Reading passage:
## Begin
In regression we saw that we could make this choice via cross-validation – we fit our model on a portion of the tree and then evaluated it on the left out portion. This is more difficult to conceptualize for trees. Specifically, with regression, we could look at different a priori submodels (i.e. subset of variables), fit the submodels to our random subsets of data, and calculate the cross-validation error for each submodel to choose the best one. For our decision trees, however, what would be our submodels be? We could consider different variables as input, but this wouldn’t control the size of the tree, which is a big source of over-fitting.
One strategy is to instead stop when the improvement
\[\frac{\min_{(j,c)}RSS(j, c )}{TSS}\]
is not very large. This would be the case when we are not
gaining all that much by splitting further. This is actually not a
very smart strategy. Why? Because you can actually sometimes split the data and get small amount of improvements, but because you were able to split the data there, it allows you to make another split later that adds a lot of improvement. Stopping the first time you see a small improvement would keep you from discovering that future improvement.
## End
Records:
## Begin
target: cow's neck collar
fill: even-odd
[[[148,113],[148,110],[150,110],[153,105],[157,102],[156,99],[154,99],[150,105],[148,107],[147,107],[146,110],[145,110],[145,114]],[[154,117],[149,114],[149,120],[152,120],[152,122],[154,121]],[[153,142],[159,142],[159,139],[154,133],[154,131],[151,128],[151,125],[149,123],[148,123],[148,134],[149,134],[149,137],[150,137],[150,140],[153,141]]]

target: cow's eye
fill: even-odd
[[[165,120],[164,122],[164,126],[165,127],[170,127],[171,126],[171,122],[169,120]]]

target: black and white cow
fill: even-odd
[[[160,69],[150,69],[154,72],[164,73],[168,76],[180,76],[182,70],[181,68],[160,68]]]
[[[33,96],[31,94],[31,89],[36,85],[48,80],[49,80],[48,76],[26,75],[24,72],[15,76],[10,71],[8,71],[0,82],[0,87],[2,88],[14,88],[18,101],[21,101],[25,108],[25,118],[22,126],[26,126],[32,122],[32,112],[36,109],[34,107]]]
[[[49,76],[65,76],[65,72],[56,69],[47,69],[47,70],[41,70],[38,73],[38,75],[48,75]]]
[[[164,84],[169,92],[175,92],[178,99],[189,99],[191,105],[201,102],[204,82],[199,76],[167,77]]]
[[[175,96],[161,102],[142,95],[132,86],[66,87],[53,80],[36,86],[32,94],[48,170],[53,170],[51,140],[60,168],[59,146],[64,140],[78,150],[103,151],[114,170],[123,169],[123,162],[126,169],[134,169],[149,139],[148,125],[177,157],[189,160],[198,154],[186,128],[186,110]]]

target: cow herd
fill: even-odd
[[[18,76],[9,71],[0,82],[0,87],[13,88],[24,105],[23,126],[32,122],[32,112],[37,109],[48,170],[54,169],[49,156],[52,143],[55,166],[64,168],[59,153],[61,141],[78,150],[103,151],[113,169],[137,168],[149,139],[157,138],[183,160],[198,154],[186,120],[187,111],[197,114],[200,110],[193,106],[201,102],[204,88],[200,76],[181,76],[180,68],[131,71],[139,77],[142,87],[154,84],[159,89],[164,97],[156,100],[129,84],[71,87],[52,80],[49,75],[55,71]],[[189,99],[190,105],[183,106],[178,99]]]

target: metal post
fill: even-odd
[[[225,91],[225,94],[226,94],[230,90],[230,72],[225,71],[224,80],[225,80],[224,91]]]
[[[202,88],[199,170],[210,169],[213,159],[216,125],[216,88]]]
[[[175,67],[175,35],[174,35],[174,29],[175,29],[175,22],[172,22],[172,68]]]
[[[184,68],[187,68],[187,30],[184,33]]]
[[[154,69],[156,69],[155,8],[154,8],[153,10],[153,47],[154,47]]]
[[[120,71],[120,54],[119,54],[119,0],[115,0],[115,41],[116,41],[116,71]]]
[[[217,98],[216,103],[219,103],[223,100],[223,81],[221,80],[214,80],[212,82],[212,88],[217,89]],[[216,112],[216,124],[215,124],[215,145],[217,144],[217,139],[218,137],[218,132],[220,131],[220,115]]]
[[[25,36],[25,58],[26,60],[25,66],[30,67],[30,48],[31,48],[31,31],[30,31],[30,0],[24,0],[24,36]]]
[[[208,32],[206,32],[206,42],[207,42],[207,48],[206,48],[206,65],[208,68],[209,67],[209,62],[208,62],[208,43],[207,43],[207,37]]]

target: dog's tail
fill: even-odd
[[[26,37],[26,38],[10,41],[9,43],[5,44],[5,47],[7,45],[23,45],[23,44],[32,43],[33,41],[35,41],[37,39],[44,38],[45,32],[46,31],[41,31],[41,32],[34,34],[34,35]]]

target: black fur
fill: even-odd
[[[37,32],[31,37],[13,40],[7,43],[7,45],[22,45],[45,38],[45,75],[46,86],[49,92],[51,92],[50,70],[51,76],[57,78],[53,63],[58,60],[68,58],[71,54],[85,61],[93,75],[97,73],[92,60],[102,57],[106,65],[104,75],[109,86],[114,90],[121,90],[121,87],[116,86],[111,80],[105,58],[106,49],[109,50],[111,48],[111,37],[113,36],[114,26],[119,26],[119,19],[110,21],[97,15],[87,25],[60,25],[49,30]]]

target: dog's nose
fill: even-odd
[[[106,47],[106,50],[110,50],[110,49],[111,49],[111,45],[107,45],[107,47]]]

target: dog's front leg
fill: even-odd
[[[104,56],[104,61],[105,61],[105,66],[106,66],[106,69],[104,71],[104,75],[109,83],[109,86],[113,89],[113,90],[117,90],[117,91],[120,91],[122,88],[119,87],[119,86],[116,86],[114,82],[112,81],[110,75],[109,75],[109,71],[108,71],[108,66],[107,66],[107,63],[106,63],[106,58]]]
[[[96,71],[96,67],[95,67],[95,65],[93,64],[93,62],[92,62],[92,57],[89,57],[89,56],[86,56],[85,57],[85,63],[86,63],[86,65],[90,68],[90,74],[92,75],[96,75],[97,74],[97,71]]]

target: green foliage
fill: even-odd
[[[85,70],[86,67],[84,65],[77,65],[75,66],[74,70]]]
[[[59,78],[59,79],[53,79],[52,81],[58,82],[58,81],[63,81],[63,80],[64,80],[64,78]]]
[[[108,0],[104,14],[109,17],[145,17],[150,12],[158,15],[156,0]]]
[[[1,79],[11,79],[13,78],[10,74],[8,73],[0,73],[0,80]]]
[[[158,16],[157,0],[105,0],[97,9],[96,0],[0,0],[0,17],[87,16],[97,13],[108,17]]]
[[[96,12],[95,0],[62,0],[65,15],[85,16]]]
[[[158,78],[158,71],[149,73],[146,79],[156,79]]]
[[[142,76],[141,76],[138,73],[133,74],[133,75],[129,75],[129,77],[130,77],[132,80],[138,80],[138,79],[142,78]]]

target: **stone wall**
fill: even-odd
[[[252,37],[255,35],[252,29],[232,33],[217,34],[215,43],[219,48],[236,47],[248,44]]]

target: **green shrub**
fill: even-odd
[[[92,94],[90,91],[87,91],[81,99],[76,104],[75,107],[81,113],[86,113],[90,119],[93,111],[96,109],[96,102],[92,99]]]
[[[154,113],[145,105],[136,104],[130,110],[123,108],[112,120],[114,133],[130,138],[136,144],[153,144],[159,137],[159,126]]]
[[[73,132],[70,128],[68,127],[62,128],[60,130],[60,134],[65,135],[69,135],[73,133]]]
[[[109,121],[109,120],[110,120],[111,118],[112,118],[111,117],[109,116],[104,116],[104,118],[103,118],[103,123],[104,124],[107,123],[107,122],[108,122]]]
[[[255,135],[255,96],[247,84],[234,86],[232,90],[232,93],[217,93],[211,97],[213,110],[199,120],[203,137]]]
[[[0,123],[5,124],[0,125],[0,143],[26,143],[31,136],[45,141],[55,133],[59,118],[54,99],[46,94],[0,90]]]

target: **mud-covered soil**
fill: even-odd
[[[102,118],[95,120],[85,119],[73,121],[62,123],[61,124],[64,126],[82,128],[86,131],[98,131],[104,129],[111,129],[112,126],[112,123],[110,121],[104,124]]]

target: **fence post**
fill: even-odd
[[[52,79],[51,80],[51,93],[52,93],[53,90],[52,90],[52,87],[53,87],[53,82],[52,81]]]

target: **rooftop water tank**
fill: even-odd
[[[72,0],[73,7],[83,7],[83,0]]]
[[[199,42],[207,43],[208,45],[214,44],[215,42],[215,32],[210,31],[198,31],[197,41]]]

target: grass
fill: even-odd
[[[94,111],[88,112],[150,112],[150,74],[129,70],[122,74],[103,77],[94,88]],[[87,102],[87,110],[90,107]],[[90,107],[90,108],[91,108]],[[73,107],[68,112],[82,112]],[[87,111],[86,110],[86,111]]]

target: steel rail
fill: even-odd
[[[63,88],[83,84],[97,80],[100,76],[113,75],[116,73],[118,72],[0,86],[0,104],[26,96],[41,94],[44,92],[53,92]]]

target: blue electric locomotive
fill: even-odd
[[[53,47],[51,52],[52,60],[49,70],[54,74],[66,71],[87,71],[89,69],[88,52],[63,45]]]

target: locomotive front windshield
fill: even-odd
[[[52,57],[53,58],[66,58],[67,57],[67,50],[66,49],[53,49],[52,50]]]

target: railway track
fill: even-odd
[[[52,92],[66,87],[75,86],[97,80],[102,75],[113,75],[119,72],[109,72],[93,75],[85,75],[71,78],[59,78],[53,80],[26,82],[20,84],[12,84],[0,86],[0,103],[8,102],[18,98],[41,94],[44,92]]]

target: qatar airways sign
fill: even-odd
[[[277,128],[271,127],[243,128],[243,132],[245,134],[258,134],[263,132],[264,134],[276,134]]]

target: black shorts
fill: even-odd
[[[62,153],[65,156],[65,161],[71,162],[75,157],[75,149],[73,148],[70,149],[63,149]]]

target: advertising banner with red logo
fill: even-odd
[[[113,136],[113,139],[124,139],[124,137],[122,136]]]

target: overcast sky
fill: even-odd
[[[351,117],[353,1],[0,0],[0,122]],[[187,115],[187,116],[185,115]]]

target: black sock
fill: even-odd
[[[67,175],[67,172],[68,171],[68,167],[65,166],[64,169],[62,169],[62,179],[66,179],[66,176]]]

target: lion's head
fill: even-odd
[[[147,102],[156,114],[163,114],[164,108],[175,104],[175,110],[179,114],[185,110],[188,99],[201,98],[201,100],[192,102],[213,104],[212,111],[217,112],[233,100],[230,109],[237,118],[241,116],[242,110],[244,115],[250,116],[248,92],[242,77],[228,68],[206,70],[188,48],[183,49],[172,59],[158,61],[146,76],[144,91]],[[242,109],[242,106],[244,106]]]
## End
Requests:
1: In the passage on decision trees, what is described as a big source of over-fitting?
2: List every step the passage on decision trees gives for choosing the best submodel in regression.
3: Repeat the passage on decision trees word for word, starting at "One strategy is" and ending at "that future improvement.".

Task-by-task solutions:
1: The size of the tree is a big source of over-fitting.

2:
- Look at different a priori submodels (i.e. subsets of variables).
- Fit the submodels to random subsets of the data.
- Calculate the cross-validation error for each submodel to choose the best one.

3:
One strategy is to instead stop when the improvement
\[\frac{\min_{(j,c)}RSS(j, c )}{TSS}\]
is not very large. This would be the case when we are not
gaining all that much by splitting further. This is actually not a
very smart strategy. Why? Because you can actually sometimes split the data and get small amount of improvements, but because you were able to split the data there, it allows you to make another split later that adds a lot of improvement. Stopping the first time you see a small improvement would keep you from discovering that future improvement.